[AIM] Swap "occluded" for "partly hidden" throughout the material below and reproduce every line otherwise unchanged.

[Excerpts from a detection dataset]
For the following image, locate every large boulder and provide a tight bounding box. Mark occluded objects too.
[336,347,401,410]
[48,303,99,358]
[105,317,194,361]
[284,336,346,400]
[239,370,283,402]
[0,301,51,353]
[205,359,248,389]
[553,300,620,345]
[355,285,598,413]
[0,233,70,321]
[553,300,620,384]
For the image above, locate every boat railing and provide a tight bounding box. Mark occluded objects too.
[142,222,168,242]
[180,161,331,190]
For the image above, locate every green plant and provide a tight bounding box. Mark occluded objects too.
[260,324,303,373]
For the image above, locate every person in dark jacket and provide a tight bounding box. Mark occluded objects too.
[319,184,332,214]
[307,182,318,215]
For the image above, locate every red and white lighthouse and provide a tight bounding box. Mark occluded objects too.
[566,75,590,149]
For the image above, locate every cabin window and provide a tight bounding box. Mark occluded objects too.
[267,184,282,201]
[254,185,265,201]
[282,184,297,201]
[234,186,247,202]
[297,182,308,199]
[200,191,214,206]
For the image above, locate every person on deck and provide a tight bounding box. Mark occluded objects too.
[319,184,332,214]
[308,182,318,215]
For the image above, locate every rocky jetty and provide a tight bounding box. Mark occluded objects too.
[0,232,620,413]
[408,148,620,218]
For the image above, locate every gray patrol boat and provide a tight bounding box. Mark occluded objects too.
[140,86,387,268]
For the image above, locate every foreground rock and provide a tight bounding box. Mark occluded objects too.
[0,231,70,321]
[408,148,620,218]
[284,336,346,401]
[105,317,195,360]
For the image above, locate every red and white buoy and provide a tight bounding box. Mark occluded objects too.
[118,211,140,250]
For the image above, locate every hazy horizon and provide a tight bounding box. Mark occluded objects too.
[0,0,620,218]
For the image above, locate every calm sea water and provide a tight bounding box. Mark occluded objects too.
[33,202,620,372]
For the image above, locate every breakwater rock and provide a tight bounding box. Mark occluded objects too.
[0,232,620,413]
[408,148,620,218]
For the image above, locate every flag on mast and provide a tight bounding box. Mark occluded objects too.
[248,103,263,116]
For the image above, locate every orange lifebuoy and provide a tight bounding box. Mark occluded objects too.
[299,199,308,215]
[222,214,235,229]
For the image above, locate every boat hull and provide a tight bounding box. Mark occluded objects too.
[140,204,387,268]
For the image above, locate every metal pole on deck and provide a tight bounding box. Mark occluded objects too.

[ANSWER]
For the following image, locate every large boulder and provide a tight bounding box. Mark partly hidden objects too.
[336,347,401,410]
[48,303,99,358]
[105,317,194,361]
[284,336,346,400]
[239,370,283,402]
[0,301,51,353]
[205,359,248,389]
[553,300,620,345]
[355,285,598,413]
[0,233,70,321]
[553,300,620,384]
For the image above, locate every boat railing and provide a tight bounding box. Mark partly hidden objects too.
[142,222,168,242]
[180,161,331,190]
For the image above, locate every green plant and provide a tight bounding box. Mark partly hidden objects too.
[260,324,303,373]
For the image above, locate every person in dark jacket and provide a tight bounding box. Mark partly hidden objects too.
[319,184,332,214]
[307,182,318,215]
For the image above, locate every red and white lighthouse and provide a tight bounding box. Mark partly hidden objects too.
[566,75,590,149]
For the image above, locate every cabin window and provide a tight bounding box. Mark partly hidden objects too.
[267,184,282,201]
[254,185,265,201]
[282,184,297,201]
[234,186,247,202]
[297,182,308,199]
[200,191,214,206]
For the image above, locate every person on deck and provide a tight bounding box. Mark partly hidden objects too.
[319,184,332,214]
[308,182,318,215]
For the image above, locate every rocky jetty and provide a tight bounding box. Mark partly hidden objects too.
[0,232,620,413]
[408,148,620,218]
For the image above, locate every gray patrol boat and provide a tight bounding box. Mark partly hidden objects too.
[140,86,387,268]
For the image above, locate every foreground rock and provide a tight bounding box. Mark partly hidden objects too.
[0,231,70,321]
[408,148,620,218]
[284,336,346,401]
[105,317,195,360]
For the image above, locate every red and white buoy and provide a tight bounding box. Mark partly hidden objects too.
[118,211,140,250]
For the image above, locate every hazy horizon and provide a tight bounding box. Mark partly hidden objects too.
[0,0,620,218]
For the image above, locate every calm sea water and provide a tight bounding box. Mark partly hidden objects too.
[33,202,620,372]
For the image above, locate every breakwater rock and provide a tight bounding box. Mark partly hidden objects too.
[0,232,620,413]
[408,148,620,218]
For the image above, locate every flag on mast and provide a tight bounding box. Mark partly hidden objects too.
[248,103,263,116]
For the image above, locate every orange lifebuoy and provide a tight bounding box. Mark partly hidden objects too.
[299,199,308,215]
[222,214,235,229]
For the image above, locate every boat hull and provide a tight bounding box. Mark partly hidden objects too.
[140,204,387,268]
For the image above, locate every metal pole on deck and provide a tight bounding box. Mark partly hidden objects too.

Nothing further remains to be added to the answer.